• [EXERCISE BRIEF]:
Please name the theme revealer that the crossword review gives for the first puzzle, along with its clue number.

• [READING PASSAGE]:
+ + + + + + +

The theme revealer is AEIOU, 47d [Noteworthy features of rows 1-5, 6-10 and 11-15, in that order]. While I was solving, I noticed that the long answers (TIGHT KNIT, THE CREEPS, SHOT HOOPS, and PHILIP III) all had only a single vowel, but it took a while for me to realize that every entry in the grid is a theme entry because Row 1 contains only As, Row 2 contains only Es, 3 Is, 4 Os, 5 Us, and then that pattern repeats twice. It’s a really clever conceit, especially given that none of the long entries have to contain only Us if you set the grid up in a certain way (as Caleb has done here).
As someone who sorts his M&Ms by color before eating them, I really like this idea. There’s something beautiful and satisfying about the vowel-striated grid. I also realize that this was probably a challenging grid to fill, and TIGHT-KNIT and THE CREEPS are nice finds. I also liked PHILIP III, though I suspect some will have quibbles re: using Roman numeral Is as letter Is when the whole gimmick is one-vowel-per-row (see also OOO, though that particular corner is very constrained if you want to have the AEIOU revealer there).
FRAS, SISS(?!) and FRESHETS stand out as suboptimal fill, and I’m not a huge fan of ARIL, TKT, RRR, and TWO-UP.
A few more notes:
- 20a, [Utter coward], POLTROON. Not a word you hear every day. Is this related to the word “poultry”? Seems possible, since both are chickens!
- 63a, [Unlikely juggler], KLUTZ. I’m pretty sure my brother used to own a book called Juggling for the Complete Klutz, complete with juggling bean bags that said KLUTZ on them.
- 50d, [Hand ball?], FIST. Really clever clue.
- 57d, [Promissory note], IOU. Putting this right next to AEIOU felt a bit odd.
- 62a, [Nashville sch.], TSU. Finally, something for the Tigers to celebrate!
Not a lot else to say about this one. Felt like a fair Tuesday test to me. A very ambitious construction that fell a few hairs short of superb. 4.5 stars for the idea, minus 1.2 for execution.
An arbitrary 3.3 stars from me.
Matt Jones’s Jonesin’ Crossword, “Make it Your Priority” – Derek’s write-up
Me like puzzle! I’m pretty sure Matt has young children! The theme here is common phrases that end in “it” with the “it” moved to the beginning, and the resulting wording does sound a lot like how Cookie Monster would talk! Or maybe Yoda?! Here are the theme answers:
- 20A [Cookie Monster, why do you like playing fetch with your dog?] IT COME AND GET
- 35A [Cookie, what’s that picture of the Cheshire Cat with Winnie the Pooh?] IT GRIN AND BEAR
- 51A [Cookie, I don’t like this blindfold, but is that … aluminum?] IT CAN YOU FEEL
Ok, maybe not Yoda-like. But I can hear Cookie Monster saying these phrases, and it made me laugh! And that is what you want. Sesame Street started the same year I was born, so we have a “connection,” if you will. I don’t like that Elmo, though … never did!

+ + + + + + +

• [SOURCE DATA]:
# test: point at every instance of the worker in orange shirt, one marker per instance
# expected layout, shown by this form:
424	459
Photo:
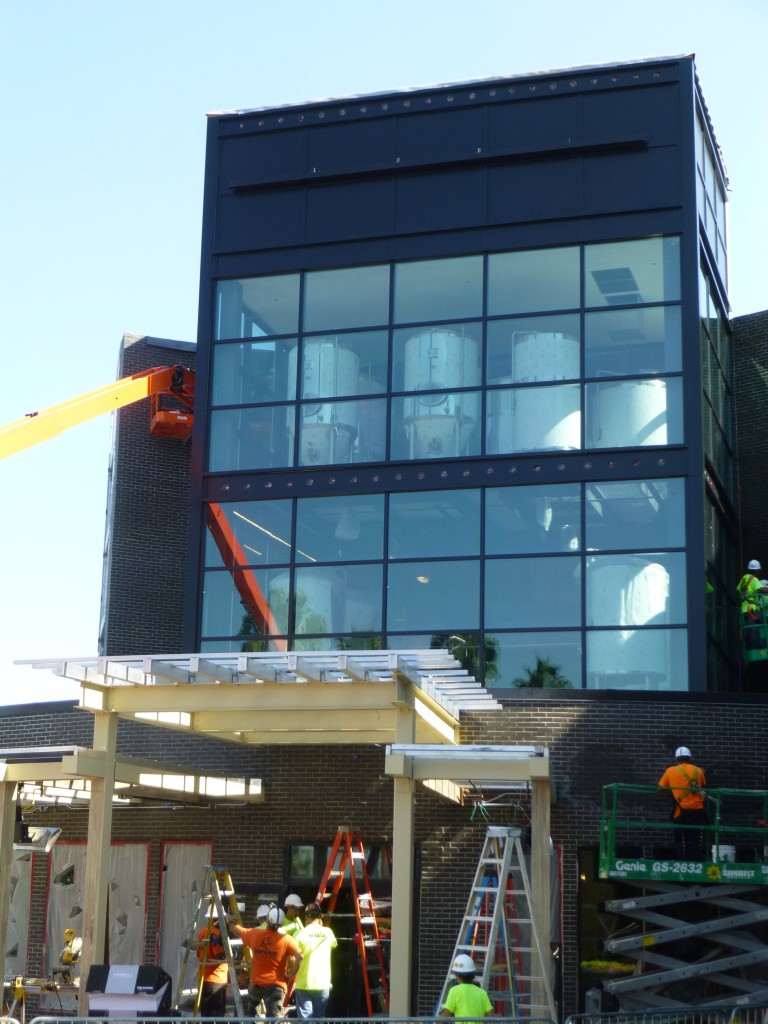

+ + + + + + +

• [RESPONSE]:
AEIOU, at 47-Down.